* start Extracted text *

Reputation: 135
I have two tables that I am trying to LEFT join but I am not getting the expected results.
Rooms have multiple Children on different days, however Children are only counted in a Room after they have started and if they have hours allocated on that day. The output I am trying to achieve is this.
Room | MaxNum | Mon(Week1) | Tue(Week1) | Mon(Week2) | Tue(Week2)
Blue | 5 | 4 | 4 | 3 | 2
Green | 10 | 10 | 10 | 9 | 9
Red | 15 | 15 | 15 | 15 | 15
Here is the schema and some data...
create table Rooms(
id INT,
RoomName VARCHAR(10),
MaxNum INT
);
create table Children (
id INT,
RoomID INT,
MonHrs INT,
TueHrs INT,
StartDate DATE
);
INSERT INTO Rooms VALUES (1, 'Blue', 5);
INSERT INTO Rooms VALUES (2, 'Green', 10);
INSERT INTO Rooms VALUES (3, 'Red', 15);
INSERT INTO Children VALUES (1, 1, 5, 0, '2018-12-02');
INSERT INTO Children VALUES (2, 1, 0, 5, '2018-12-02');
INSERT INTO Children VALUES (3, 1, 5, 5, '2018-12-09');
INSERT INTO Children VALUES (4, 1, 0, 5, '2018-12-09');
INSERT INTO Children VALUES (5, 2, 5, 0, '2018-12-09');
INSERT INTO Children VALUES (6, 2, 0, 5, '2018-12-09');
The SQL I am having trouble with is this. It may not be the correct approach.

* end Extracted text *
* start Entries supplied *

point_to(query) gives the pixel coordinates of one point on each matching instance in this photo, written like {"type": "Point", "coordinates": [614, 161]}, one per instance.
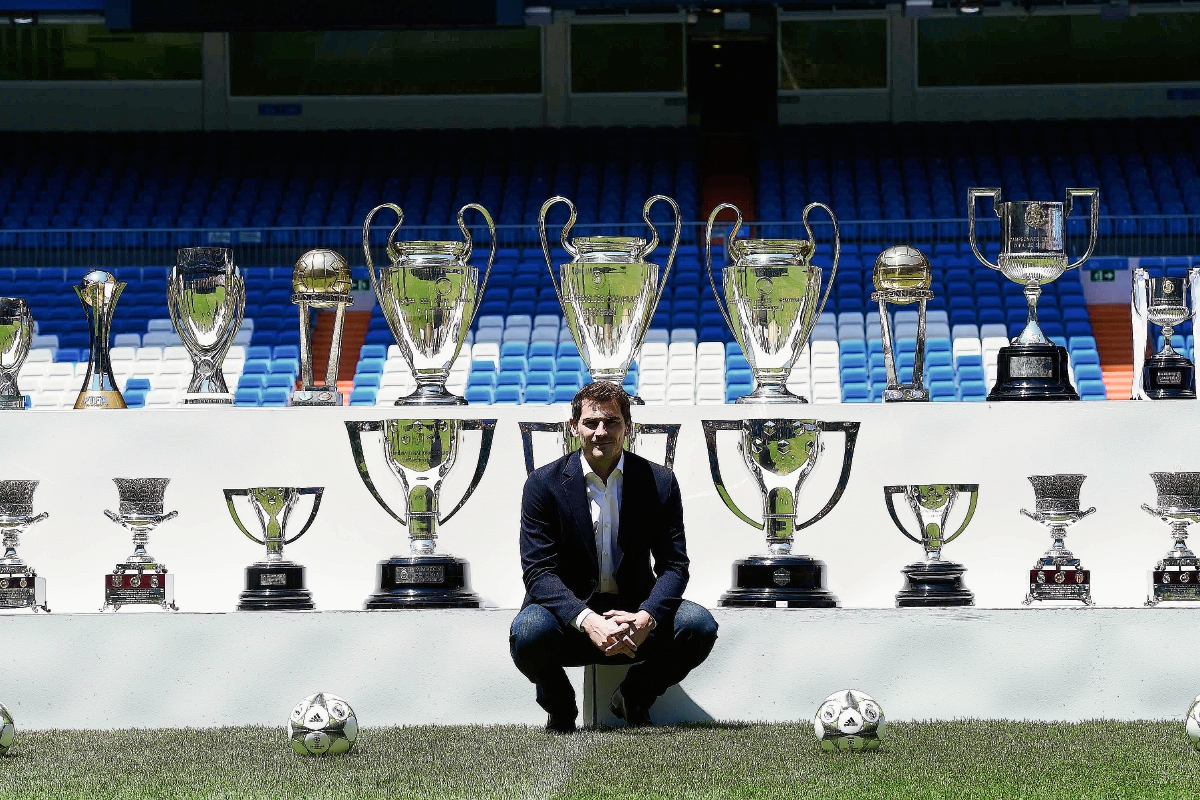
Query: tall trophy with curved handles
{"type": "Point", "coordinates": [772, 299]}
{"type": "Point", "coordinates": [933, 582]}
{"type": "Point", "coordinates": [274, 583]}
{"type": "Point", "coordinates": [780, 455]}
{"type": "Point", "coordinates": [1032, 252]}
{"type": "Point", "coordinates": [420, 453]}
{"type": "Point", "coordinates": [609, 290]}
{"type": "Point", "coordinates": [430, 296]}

* end Entries supplied *
* start Entries supplied *

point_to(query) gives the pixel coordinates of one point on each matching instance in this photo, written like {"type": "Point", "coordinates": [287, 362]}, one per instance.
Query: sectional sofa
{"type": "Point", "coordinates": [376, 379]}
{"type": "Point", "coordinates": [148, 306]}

* end Entries supplied *

Aim -> Copy the stretch of the SQL join thread from "Reputation: 135" through "and some data...", swapping every "Children" for "Kids".

In response ->
Reputation: 135
I have two tables that I am trying to LEFT join but I am not getting the expected results.
Rooms have multiple Kids on different days, however Kids are only counted in a Room after they have started and if they have hours allocated on that day. The output I am trying to achieve is this.
Room | MaxNum | Mon(Week1) | Tue(Week1) | Mon(Week2) | Tue(Week2)
Blue | 5 | 4 | 4 | 3 | 2
Green | 10 | 10 | 10 | 9 | 9
Red | 15 | 15 | 15 | 15 | 15
Here is the schema and some data...